There are times when those users would like to run their own queries against their own data but, obviously, I must ensure that they can never view other users data.
I'm thinking the best way to ensure security of data is for each user to be issued their own SQL Azure account and password. I will setup a SQL Azure user and long password, known only to me, which only has permissions to execute several stored procedures with appropriate parameters being passed to those SPs which will create the SQL Server accounts, logins and add the users to a role which I have created.
Obviously someone running debugging tools could figure out the user name and password but I'm thinking this isn't a big deal. If all that particular SQL Azure account can do is execute a few SPs so what if a malicious individual starts doing that. I will only allow a very limited amount of data to be uploaded before I require payment.
The users can only insert records using stored procedures which use the following:
SELECT #uName=SYSTEM_USER
and only select appropriate parent records. All stored procedures which users can execute would have the above as required to ensure they can only work with their own records.
All views will have embedded with them WHERE clauses such as
WHERE tbLoginName = SYSTEM_USER.
I'm new to SQL Server so I may be missing some fundamental concepts so I'd appreciate any and all comments.
The issue is, as pointed out on http://msdn.microsoft.com/en-us/library/ms189751.aspx:
In SQL Azure, only the server-level principal login (created by the provisioning process) or members of the loginmanager database role in the master database can create new logins.

**What to work on**
A. In the post on SQL Azure user security, list each action that the stored procedures run by the author's limited account are meant to carry out.
B. Proceed with the post on SQL Azure user security, starting right after its last sentence.

**Supplied data**
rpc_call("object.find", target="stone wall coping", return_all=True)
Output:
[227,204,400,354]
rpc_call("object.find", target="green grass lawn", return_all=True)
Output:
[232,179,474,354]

**Responses per task**
A.
- Create the SQL Server accounts
- Create the logins
- Add the users to a role the author created

B.
Those accounts are also capable of alter and drop logins. So if you embed those accounts in the client application, you’re essentially granting every user permission to alter/drop other users accounts. While an average user won’t do that, a hacker will. So you cannot let a client application manage SQL Azure logins, unless only trusted users (such as your IT administrator) are permitted to use the app.
Best Regards,
Ming Xu.
I would like to point out a potential issue in the approach you mentioned: Your master SQL Azure account need to have privilege to create new accounts and grant them access to particular tables. This means your master account itself need to also have access to all those tables. If you store the master account on the client side, a clever user will get access to all users data.
From my experience, connecting to a database directly from a client side application will almost always make your solution less secure. You can do that for testing purposes, but in a real world solution, I would like to suggest you to use a service. You can host the service in Windows Azure. Then the service will access the database, and client application can only access the service. In this way, you can authenticate clients using any mechanisms you like, such as ASP.NET membership.
Best Regards,
Ming Xu.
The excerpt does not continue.